§ Set task: Without skipping anything, write out each record below exactly.

§ Listed entries:
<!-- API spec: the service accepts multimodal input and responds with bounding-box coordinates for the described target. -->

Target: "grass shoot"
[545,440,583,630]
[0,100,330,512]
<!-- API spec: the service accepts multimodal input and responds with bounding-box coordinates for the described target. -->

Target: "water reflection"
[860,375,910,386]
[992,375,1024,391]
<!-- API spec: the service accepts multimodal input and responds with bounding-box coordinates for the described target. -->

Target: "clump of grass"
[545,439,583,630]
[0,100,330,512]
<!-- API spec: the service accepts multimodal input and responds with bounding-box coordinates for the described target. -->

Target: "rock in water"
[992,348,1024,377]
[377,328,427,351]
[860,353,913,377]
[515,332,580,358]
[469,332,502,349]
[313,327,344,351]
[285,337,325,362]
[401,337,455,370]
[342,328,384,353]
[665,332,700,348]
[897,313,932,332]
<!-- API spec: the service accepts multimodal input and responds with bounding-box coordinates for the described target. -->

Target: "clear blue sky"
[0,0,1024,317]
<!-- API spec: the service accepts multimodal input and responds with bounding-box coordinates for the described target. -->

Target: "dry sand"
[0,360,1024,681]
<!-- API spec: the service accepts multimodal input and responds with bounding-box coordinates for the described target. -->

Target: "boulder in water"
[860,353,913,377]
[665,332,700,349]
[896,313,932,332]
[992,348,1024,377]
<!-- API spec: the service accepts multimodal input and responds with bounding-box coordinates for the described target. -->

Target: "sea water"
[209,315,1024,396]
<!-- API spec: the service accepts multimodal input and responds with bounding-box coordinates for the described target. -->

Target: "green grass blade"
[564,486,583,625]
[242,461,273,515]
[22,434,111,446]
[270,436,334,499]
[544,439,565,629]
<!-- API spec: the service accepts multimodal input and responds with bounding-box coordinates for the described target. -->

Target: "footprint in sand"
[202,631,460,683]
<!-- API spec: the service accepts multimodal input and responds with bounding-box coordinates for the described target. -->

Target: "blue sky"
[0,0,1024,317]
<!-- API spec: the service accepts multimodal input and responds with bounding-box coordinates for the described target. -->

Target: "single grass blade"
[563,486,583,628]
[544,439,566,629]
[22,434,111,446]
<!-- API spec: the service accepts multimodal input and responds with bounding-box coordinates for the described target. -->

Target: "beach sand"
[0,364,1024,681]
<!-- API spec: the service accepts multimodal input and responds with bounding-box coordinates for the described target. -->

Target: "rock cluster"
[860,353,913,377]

§ Task result:
<!-- API spec: the service accepts multimodal input and responds with bounding-box coordinates for the described target. -->

Target: "grass shoot"
[545,440,583,630]
[0,100,330,512]
<!-- API spec: the service accepts multimodal input and responds with bounding-box coordinates for the described target. -->

Target: "water reflection"
[860,375,910,386]
[992,375,1024,391]
<!-- API spec: the service accepts multimodal input and responds with bounding-box coordinates for the described target. -->

Target: "clump of grass"
[545,439,583,630]
[0,100,330,512]
<!-- API spec: the service accepts multimodal input and responds with bounding-box coordinates for the described target. -->

Target: "rock in water"
[992,348,1024,377]
[377,328,427,351]
[860,353,913,377]
[515,332,580,358]
[469,332,502,349]
[313,327,344,351]
[285,337,325,362]
[401,337,455,370]
[342,328,384,353]
[665,332,700,348]
[897,313,932,332]
<!-- API spec: the service accepts multimodal input and responds with bounding-box coordinates for the described target. -->

Target: "clear blue sky"
[0,0,1024,317]
<!-- API spec: the service accepts multimodal input and responds with bounding-box coordinates for the described target. -->

Target: "dry sand"
[0,360,1024,681]
<!-- API spec: the service accepts multimodal input and responds with bounding-box coordinates for the described target. -->

Target: "boulder in water"
[860,353,913,377]
[665,332,700,349]
[896,313,932,332]
[992,348,1024,377]
<!-- API spec: the service accepts multimodal input and responds with bounding-box coordinates for the described target. -->

Target: "sea water"
[209,315,1024,396]
<!-- API spec: the service accepts multimodal input and responds with bounding-box coordinates for the described target. -->

Target: "green grass blade"
[564,486,583,625]
[242,461,273,515]
[22,434,111,446]
[270,436,334,499]
[544,439,565,629]
<!-- API spec: the service accepts multimodal input and responds with bounding-box coordinates for the described target. -->

Target: "footprint in sand"
[202,631,460,683]
<!-- API spec: the service accepts multimodal input and responds with bounding-box coordinates for the described target. -->

Target: "blue sky"
[0,0,1024,317]
<!-- API spec: the service accepts multimodal input and responds with bounding-box coordinates for the described target. -->

Target: "single grass blade"
[563,486,583,628]
[544,439,566,629]
[22,434,111,446]
<!-- API spec: the service accepts multimodal input and responds with bounding-box coordinates for the described target. -->

Target: "beach sand"
[0,364,1024,681]
<!-- API spec: the service accepts multimodal input and responds with bounding-box coordinates for the described target. -->

Target: "rock cluster"
[860,353,913,377]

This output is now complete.